- Problem to solve -
Reproduce the passage of the article about the play from "With the ever-increasing" up to and including "the audience reaction.", word for word.

- Source text -
Armstrong said the play is about teenagers who are dying very young from senseless violence, or from just being in the wrong place at the wrong time.
In the play, the kid is hanging out and suddenly something happens, a case of mistaken identity, just like real life.
Gang violence is often about retribution. People released from jail come back onto the street looking to take revenge on someone. Often, as in the play, innocent people are killed.
“Kids today do not fair fight,” Nuchurch said. “They don’t stand up with their fists. They have guns. They come into a store and shoot.”
The shooting starts the play and the rest is about how the family deals with it.
“There is a lot of blaming,” Armstrong said. “But don’t look at others, look at yourselves. None of them want to take ownership.”
Nuchurch said she’s been developing the main character since first reading the script last December. The toughest part, she said, was coming to terms with how the character realizes what she didn’t do.
“She still loves her ex-husband, the father of her son, and has not gotten over the fact that her ex married someone else,” Nuchurch said.

The blame game

Armstrong said the play reenacts much of what she saw in her cousin’s family after his murder last summer.
“Everybody was blaming everybody else, but not looking at themselves,” she said. “Until people stop blaming each other, they can’t get down to the truth. Perhaps they should have stopped him from hanging out. Maybe there were things they could have one better.”
She said the victim was a good person, but flawed in that he got caught up on a violent culture.
“The play deals in some of the old way, old habits, and the folly of having access to guns,” Armstrong said.
With the ever-increasing gun violence in Jersey City, Armstrong said she still wants to perform the play here. Producers of the play really wanted to have it debut at Art House near Journal Square. But a broken water pipe flooded out the office, gallery, and performance space, so thje producers scrambled to find an alternative place.
They eventually relocated for a one-night performance at the Roy Arias Stage II on 8th Avenue in Manhattan.
The New York City performance in some ways will test the audience reaction.
Armstrong said the play is a work in progress and can be expanded to tell the stories of other characters in the play.
But she noted this is not a completely down play. There are some lighter moments.
“I believe in having some comic relief,” she said.
The show runs just under one hour, but can be expanded, depending on audience feedback.
“There is room for expanding character stories,” Armstrong said.

- Data lines -
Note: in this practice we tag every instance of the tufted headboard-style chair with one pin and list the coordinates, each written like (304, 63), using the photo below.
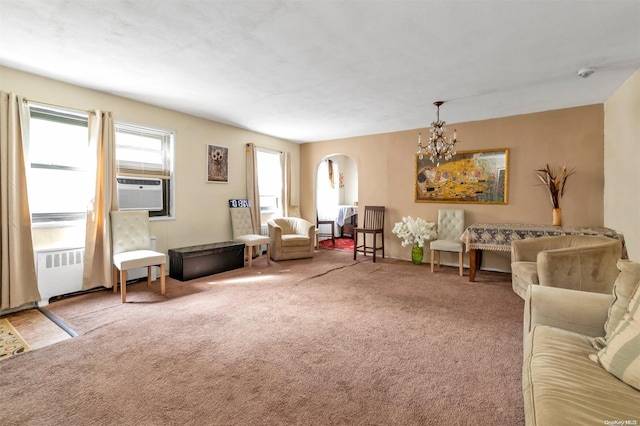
(131, 246)
(242, 228)
(450, 228)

- Final result -
With the ever-increasing gun violence in Jersey City, Armstrong said she still wants to perform the play here. Producers of the play really wanted to have it debut at Art House near Journal Square. But a broken water pipe flooded out the office, gallery, and performance space, so thje producers scrambled to find an alternative place.
They eventually relocated for a one-night performance at the Roy Arias Stage II on 8th Avenue in Manhattan.
The New York City performance in some ways will test the audience reaction.